======== Material to process

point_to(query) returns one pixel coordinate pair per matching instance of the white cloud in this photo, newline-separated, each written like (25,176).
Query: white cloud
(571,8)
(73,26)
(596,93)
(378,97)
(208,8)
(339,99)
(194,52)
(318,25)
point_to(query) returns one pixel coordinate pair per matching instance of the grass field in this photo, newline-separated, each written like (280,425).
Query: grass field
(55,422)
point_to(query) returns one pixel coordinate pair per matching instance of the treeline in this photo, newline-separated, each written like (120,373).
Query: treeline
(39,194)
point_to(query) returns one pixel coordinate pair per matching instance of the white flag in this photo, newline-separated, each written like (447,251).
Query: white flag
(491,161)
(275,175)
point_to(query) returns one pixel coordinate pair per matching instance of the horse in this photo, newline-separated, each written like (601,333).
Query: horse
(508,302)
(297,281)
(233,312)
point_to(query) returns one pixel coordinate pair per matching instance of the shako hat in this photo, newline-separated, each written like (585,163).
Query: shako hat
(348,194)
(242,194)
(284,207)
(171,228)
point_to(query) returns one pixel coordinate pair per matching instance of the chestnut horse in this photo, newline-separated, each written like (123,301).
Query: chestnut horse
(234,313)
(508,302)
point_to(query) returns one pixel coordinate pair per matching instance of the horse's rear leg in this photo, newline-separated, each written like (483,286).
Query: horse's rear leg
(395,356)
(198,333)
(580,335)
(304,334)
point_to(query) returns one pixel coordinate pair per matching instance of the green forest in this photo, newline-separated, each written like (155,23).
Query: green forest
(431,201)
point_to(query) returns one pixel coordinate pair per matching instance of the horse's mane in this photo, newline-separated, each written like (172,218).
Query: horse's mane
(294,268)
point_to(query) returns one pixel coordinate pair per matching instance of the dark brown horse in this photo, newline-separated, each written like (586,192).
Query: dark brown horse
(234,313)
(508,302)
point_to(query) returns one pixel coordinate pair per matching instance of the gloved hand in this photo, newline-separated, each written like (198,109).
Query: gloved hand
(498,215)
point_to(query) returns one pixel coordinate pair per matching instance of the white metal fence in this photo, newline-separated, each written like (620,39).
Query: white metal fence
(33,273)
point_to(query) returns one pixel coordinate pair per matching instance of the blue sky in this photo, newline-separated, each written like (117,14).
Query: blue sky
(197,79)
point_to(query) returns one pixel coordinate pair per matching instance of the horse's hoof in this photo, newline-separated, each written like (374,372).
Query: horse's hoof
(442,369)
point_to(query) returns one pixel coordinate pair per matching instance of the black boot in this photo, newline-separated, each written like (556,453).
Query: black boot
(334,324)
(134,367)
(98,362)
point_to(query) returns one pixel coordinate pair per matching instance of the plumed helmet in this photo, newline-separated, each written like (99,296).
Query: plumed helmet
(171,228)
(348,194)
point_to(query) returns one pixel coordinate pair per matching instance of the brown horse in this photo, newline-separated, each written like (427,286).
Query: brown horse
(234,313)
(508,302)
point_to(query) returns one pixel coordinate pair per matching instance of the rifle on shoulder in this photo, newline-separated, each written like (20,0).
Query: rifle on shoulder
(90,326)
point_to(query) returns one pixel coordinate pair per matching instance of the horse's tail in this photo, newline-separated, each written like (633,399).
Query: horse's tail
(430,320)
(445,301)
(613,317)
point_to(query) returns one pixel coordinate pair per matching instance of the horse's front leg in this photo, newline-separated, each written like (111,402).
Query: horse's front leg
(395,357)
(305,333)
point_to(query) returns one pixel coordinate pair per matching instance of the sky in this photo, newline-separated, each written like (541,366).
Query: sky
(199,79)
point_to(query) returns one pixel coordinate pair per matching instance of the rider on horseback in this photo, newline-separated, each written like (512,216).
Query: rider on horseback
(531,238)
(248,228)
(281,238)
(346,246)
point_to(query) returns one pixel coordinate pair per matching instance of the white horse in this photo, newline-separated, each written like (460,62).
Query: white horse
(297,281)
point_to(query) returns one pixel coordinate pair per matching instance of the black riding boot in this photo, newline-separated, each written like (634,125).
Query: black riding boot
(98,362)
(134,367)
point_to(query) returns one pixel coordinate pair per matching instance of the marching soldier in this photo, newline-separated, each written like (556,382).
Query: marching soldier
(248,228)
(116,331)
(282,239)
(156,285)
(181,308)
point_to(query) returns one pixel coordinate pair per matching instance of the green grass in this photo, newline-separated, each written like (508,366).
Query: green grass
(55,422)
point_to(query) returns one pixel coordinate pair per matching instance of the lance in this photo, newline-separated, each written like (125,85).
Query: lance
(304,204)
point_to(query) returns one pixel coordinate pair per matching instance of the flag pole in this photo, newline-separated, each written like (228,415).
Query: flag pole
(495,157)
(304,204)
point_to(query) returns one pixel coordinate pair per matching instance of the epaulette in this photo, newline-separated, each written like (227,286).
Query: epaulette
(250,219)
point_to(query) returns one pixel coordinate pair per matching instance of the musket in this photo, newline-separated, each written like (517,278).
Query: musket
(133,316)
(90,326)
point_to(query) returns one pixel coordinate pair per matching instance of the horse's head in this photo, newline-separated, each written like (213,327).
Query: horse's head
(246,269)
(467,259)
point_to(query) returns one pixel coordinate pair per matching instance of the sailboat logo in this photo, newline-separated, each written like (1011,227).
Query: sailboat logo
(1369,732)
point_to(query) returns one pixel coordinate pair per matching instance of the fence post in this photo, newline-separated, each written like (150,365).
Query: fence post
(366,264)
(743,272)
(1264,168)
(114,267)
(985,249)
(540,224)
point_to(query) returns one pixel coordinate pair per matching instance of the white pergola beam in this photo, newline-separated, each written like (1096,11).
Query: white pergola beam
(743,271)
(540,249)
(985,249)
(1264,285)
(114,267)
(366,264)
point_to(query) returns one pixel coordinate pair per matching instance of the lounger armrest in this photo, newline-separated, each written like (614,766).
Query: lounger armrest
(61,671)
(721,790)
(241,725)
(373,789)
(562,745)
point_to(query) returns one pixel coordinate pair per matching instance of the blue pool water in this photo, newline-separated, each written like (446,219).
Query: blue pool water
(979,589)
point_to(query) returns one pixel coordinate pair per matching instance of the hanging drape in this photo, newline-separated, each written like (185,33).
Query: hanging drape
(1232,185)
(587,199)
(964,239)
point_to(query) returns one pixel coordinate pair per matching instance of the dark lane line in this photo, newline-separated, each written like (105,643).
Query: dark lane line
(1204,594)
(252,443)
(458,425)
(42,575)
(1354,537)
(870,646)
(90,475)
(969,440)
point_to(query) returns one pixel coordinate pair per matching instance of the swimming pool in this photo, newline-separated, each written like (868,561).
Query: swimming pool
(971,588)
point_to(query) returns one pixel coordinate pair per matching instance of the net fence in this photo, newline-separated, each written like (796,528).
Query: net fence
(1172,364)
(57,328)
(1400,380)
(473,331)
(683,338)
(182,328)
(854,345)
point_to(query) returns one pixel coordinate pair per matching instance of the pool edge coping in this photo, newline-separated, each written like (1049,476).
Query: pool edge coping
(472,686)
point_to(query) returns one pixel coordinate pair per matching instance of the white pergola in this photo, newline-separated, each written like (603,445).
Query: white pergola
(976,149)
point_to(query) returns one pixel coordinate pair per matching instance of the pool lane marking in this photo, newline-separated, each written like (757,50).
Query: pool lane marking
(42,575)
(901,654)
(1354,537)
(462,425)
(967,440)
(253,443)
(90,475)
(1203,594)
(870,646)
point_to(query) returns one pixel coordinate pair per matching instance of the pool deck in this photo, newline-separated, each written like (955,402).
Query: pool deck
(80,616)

================

● **Task to carry out**: Produce an exact copy of the lines from the one containing "written like (868,561)." through the last line, and of nothing else.

● **In response**:
point_to(query) returns one pixel coordinate pair per matching instance of the swimming pool in this photo, newline-separated, each written like (868,561).
Query: swimming pool
(971,588)
point_to(query) returns one pixel coordinate pair per matching instance of the net fence in this photo, newline-separated, each written like (796,528).
Query: net fence
(1172,364)
(57,328)
(1400,380)
(473,331)
(683,338)
(182,328)
(854,345)
point_to(query) returns one pixel coordinate pair per matching instance of the pool edge coping in this photo, newline-separated, each written like (1049,476).
Query: pool edge coping
(472,686)
point_to(query) returns one pixel coordinate pair per matching instance of the white pergola in this photo, newline-separated, each written like (603,445).
Query: white pergola
(976,149)
point_to(query) returns one pixel coordinate pair per matching instance of the pool lane marking in this photo, newline-separated, each written like (757,50).
Query: pool lane marking
(42,575)
(901,654)
(1354,537)
(462,425)
(967,440)
(253,443)
(90,475)
(1203,594)
(870,646)
point_to(query) returns one pixel coordinate pair per matching instance of the pool deck in this photo, newline-separated, each written like (955,402).
Query: pool deck
(80,616)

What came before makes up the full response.